Copy the lines of the listing below verbatim, from the line containing "Category: the coffee maker" through the line containing "pixel 181 210", including both.
** start of Data excerpts **
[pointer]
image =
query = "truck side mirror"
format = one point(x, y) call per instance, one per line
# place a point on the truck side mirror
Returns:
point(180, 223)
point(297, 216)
** end of Data excerpts **
** start of Data excerpts **
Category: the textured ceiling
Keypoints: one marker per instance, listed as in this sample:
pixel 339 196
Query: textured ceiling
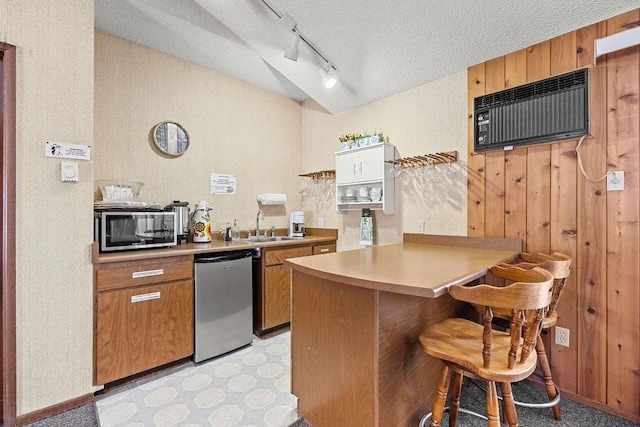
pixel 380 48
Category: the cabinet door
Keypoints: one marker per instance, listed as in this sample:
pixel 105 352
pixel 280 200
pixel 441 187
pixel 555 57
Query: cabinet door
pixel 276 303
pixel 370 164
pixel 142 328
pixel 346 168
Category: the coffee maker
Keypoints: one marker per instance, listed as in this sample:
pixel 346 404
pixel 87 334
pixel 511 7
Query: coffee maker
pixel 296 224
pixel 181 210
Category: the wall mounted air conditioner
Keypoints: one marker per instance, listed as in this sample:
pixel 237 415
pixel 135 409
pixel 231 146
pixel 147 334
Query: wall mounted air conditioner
** end of Data excerpts **
Answer to the exercise →
Category: the coffee maker
Keypoints: one marker per instance, listed as in this sample:
pixel 346 404
pixel 87 334
pixel 511 7
Query: coffee maker
pixel 296 224
pixel 181 210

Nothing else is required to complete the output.